→ **QUOTED TEXT**:
MANILA -- Can you imagine beauty queen and 2016 Miss International Kylie Verzosa in a deglamorized role?
When she decided to embark in an acting career in 2017, following her beauty queen stint, Verzosa was seen portraying ordinary characters on TV and even on the big screen.
She appeared in Rodel Nacianceno’s “Ang Panday” (2017), Ruel S. Bayani’s “Kasal” (2018), Don Cuaresma’s “Abay Babes” (2018), Irene Villamor’s “Ulan” (2019), Dado Lumibao’s “Sons of Nanay Sabel” (2019), RC de los Reyes’ “Love the Way You Lie” (2020) the more recent “Love Lockdown,” megged by four directors – Andoy Ranay, Darnel Villaflor, Noel Escondo and Manny Palo.
Yet, it was only recently that Verzosa agreed to portray a deglamorized role as a housemaid. Late last year, when the 28-year-old actress was offered the title role in Viva Films’ version of the South Korean sexy drama, Verzosa admitted she initially had qualms about playing the part.
“When this project was pitched to me a year ago, I had my hesitation in the beginning,” Verzosa said. “'The Housemaid' is a different film with a lot of requirements. After I read the script, it took me three days to say yes to the project.”
Knowing that she will be working with such award-winning actors as Jaclyn Jose and Albert Martinez gave “comfort” to Verzosa.
“It’s a big honor for me to work with award-winners in this film,” Verzosa allowed. “Our director, Roman Perez, Jr., also gave me a lot of encouragement. We are now preparing for this film and we started our locked-down shooting in Pangasinan.”
She watched the film, the 2010 version, more than once. “I’m careful not to copy anything,” Verzosa said. “I watched the trailer and the whole film. My role is intense and very challenging. I will consider this as my most challenging role to date.”
In “The Housemaid,” Verzosa plays Daisy, an au pair contracted to work for a rich, pregnant lady. However, before her boss, Roxanne, can give birth, Daisy needs to tolerate the sexual advancements of Roxanne’s domineering husband that leads to a destructive affair.
Martinez is the powerful head of the rich household. Since his pregnant wife cannot satisfy his sexual needs, he starts to flirt with Daisy until he successfully slides up under her sheets.
Jose is Madam, the mayordoma Martha who hates her job, as well as the ways of her rich bosses, but is left with no choice but to perform well. Nothing escapes her keen eyes, so she knows everything that is happening around the house. She takes liberties in the mansion and her salary benefits her well.

→ **TASKS AND EXERCISES**:
A: In the article about Kylie Verzosa, how many days did she take to agree to the project after reading the script?
B: Extend the article about Kylie Verzosa, picking up right after its last sentence.
The listing that follows has no connection to the article about Kylie Verzosa.

→ **RECORDED INFORMATION**:
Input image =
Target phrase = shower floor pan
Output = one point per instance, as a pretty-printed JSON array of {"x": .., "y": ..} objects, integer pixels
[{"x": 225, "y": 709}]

→ **EXERCISE RESPONSES**:
A: Three days.

B:
Verzosa insisted her character in “The Housemaid” is not a typical role and therefore, not an easy one to portray. She had to talk to her director about her limitations and restrictions. While she gave her nod to love scenes opposite Martinez, the only male cast member, she is strictly not doing any nudity.
“The role made me curious right away,” Verzosa said. “After I accepted the project, I felt nervous and at the same time, excited and thrilled.
“Direk Roman will make the treatment to the scenes insinuated. I talked to him about it. Even while filming, I’m sure we will still talk about the treatment to the suggestive scenes that I will do. I have no doubts he can do them really well.”
It was back in 1960 when the original, black and white version of “The Housemaid” was shown in South Korea, then directed by Kim Ky-young. In 2010, a new version was released, an erotic and melodramatic film megged by Im Sang-soo. It even competed for the Palme d’Or at the Cannes Film Festival.
It has taken a decade before an adaptation of “The Housemaid” landed on Philippine shores and Viva Films was entrusted to remake the sexy thriller.
“This is an iconic and influential film,” acknowledged Perez, who previously directed “Sol Searching” and last year’s erotic thriller, “Adan,” with Cindy Miranda and Rhen Escano. However, while his previous two films had interesting turns, “The Housemaid” offers a darker twist.
“We are adapting ‘The Housemaid’ to a Filipino context,” Perez said. “I watched both versions, the 2010 and the 1960. I studied both and noted what’s the same or different. I was able to incorporate the Filipino context and adapt it to the treatment of our film.”
The respective characters of every actor in “The Housemaid” were pitched to every one the director eyed for the part. “We got all the actors we wanted for the role,” Perez said. “We chose the actors for this project. This is a very timely film. And yes, this can also join film festivals abroad eventually.”
Perez disclosed that both the cast and production crew all observed and followed many protocols while they are in their locked-in filming. “We followed everything. All the safety protocols required.”
Also in the cast of “The Housemaid” are Alma Moreno, Louise de los Reyes, Jobelyn Manuel and Elia Ilano.
Although the film does not have a playdate yet, Perez said “The Housemaid” is one of the biggest films that Viva will release next year.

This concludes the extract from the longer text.